» **Segmentation mask data**
=== Section Start ===
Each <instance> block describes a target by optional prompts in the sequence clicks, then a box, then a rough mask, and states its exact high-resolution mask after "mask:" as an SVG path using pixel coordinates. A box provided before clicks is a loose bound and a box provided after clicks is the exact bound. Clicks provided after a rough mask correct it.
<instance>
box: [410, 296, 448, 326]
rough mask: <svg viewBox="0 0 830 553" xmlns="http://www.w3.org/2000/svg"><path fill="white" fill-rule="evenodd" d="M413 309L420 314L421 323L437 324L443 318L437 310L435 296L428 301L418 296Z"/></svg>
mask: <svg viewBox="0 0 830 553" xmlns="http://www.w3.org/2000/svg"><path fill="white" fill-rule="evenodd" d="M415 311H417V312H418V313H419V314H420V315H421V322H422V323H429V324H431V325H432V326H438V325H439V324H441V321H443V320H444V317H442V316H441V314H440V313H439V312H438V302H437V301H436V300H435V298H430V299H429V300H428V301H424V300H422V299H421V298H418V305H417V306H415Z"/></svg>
=== Section End ===
» **Problem details**
The response has to match the data exactly, line for line.

» **Response**
Each <instance> block describes a target by optional prompts in the sequence clicks, then a box, then a rough mask, and states its exact high-resolution mask after "mask:" as an SVG path using pixel coordinates. A box provided before clicks is a loose bound and a box provided after clicks is the exact bound. Clicks provided after a rough mask correct it.
<instance>
box: [410, 296, 448, 326]
rough mask: <svg viewBox="0 0 830 553" xmlns="http://www.w3.org/2000/svg"><path fill="white" fill-rule="evenodd" d="M413 309L420 314L421 323L437 324L443 318L437 310L435 296L428 301L418 296Z"/></svg>
mask: <svg viewBox="0 0 830 553" xmlns="http://www.w3.org/2000/svg"><path fill="white" fill-rule="evenodd" d="M415 311H417V312H418V313H419V314H420V315H421V322H422V323H429V324H431V325H432V326H438V325H439V324H441V321H443V320H444V317H442V316H441V314H440V313H439V312H438V302H437V301H436V300H435V298H430V299H429V300H428V301H424V300H422V299H421V298H418V305H417V306H415Z"/></svg>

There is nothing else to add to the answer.